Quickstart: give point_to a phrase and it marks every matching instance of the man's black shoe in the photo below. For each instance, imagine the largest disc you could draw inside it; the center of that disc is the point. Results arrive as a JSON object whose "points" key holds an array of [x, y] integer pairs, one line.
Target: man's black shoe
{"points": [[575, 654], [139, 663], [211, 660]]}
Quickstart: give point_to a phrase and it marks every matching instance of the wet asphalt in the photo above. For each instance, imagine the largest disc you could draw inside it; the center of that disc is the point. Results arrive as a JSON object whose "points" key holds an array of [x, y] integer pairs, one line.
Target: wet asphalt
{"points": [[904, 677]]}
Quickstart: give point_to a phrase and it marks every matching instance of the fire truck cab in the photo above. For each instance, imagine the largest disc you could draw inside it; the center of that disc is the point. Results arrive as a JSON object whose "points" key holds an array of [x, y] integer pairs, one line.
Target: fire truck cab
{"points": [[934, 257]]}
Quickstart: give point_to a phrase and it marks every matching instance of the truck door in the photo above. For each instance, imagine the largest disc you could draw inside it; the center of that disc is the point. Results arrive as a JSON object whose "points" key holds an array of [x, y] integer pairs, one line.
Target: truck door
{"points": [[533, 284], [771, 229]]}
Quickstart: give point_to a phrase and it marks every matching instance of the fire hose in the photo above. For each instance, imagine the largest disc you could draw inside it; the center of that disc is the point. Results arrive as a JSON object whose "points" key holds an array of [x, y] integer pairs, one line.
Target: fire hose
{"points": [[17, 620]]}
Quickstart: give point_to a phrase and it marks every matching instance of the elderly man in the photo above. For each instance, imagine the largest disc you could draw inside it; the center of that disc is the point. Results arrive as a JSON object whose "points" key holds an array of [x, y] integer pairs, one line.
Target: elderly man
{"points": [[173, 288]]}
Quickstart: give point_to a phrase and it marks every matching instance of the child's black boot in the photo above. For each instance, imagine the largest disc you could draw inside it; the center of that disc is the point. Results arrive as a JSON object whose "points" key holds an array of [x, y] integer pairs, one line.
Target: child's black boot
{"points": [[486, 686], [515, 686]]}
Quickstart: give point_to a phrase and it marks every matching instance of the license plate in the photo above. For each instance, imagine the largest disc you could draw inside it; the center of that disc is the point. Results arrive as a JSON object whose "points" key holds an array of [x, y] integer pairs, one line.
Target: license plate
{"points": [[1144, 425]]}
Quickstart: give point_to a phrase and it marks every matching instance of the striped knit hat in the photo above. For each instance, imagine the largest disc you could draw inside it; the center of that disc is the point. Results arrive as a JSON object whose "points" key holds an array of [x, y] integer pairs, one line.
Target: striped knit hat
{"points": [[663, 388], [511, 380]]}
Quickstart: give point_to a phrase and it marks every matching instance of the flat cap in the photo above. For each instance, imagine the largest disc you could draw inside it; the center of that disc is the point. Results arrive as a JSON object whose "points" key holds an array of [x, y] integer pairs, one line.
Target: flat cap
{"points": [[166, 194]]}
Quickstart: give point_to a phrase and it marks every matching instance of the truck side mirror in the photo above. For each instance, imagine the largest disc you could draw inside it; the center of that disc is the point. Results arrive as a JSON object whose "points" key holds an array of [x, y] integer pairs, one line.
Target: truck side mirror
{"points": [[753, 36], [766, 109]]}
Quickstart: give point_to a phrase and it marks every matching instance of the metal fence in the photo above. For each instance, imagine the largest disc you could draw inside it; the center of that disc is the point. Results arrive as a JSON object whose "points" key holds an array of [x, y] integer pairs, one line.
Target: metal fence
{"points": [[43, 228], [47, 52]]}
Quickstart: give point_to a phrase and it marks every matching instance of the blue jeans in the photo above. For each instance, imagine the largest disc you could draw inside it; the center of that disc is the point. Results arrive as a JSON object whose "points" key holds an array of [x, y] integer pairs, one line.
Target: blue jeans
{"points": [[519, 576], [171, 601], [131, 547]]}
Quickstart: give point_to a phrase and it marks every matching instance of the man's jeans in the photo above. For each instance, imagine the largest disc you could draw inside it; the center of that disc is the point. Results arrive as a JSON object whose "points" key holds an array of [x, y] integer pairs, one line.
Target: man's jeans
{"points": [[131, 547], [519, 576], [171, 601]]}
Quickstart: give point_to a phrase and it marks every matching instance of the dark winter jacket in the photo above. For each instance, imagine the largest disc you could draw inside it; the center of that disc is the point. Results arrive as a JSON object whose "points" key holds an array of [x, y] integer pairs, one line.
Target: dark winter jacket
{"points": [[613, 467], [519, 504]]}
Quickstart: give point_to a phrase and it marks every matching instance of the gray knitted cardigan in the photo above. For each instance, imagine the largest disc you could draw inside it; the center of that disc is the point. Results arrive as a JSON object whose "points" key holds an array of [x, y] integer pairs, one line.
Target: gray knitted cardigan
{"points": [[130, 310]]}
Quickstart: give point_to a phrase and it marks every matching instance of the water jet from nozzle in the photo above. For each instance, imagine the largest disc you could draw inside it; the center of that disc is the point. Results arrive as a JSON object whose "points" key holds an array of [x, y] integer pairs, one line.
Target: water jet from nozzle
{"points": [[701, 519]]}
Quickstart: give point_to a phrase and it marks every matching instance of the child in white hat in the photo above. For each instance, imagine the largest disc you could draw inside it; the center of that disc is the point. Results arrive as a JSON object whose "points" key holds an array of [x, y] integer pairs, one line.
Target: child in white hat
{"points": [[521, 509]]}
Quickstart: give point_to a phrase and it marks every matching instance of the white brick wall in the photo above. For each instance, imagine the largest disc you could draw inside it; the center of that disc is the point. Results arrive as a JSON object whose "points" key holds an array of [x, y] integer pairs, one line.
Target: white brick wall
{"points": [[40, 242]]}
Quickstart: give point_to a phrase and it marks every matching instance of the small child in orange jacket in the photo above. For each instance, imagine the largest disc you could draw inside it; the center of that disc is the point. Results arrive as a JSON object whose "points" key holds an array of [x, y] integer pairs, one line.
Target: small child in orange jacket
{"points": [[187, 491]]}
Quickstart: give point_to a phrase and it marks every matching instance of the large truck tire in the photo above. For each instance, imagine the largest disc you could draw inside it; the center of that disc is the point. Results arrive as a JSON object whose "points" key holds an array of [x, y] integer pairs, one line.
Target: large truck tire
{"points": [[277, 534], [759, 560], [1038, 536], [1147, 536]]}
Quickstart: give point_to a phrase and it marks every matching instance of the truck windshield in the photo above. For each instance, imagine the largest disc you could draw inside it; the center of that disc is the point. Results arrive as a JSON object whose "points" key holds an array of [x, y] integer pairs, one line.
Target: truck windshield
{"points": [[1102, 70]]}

• **Task statement**:
Write down, word for word, the lines above from the one containing "the truck door" through the one containing "of the child's", both ends included.

• **Exercise result**:
Quickstart: give point_to a phrase and it marks every matching instance of the truck door in the photo above. For each instance, imagine the largest disc you could draw inside it; the center of that disc is the point. Results arrive as a JSON object whose "points" key holds an array of [x, y] integer pairs, one line.
Target: truck door
{"points": [[533, 284], [771, 229]]}
Quickstart: give point_to a phrase and it marks every matching instance of the fire hose in the photo above. For each instance, imagine the largest disc you could draw inside it; the center of that disc is the point. Results arrive as a JSON object whose "points" key holds an array of [x, y] integer pairs, one line.
Target: fire hose
{"points": [[17, 620]]}
Quickstart: give point_to a phrase and it marks every matching instance of the elderly man in the photo above. For each instance, imagine the largest disc you could draw inside it; the center of that disc is the point. Results arrive as a JSON object whose "points" key holds an array of [x, y] integer pairs, one line.
Target: elderly man
{"points": [[173, 288]]}
Quickstart: give point_to a phrase and it marks every matching instance of the child's black boot in the photo above. For each instance, imagine the largest disc you could draw inside it; the center of that disc is the point. Results arrive as a JSON object whose "points" key holds an array of [x, y] integer pairs, one line.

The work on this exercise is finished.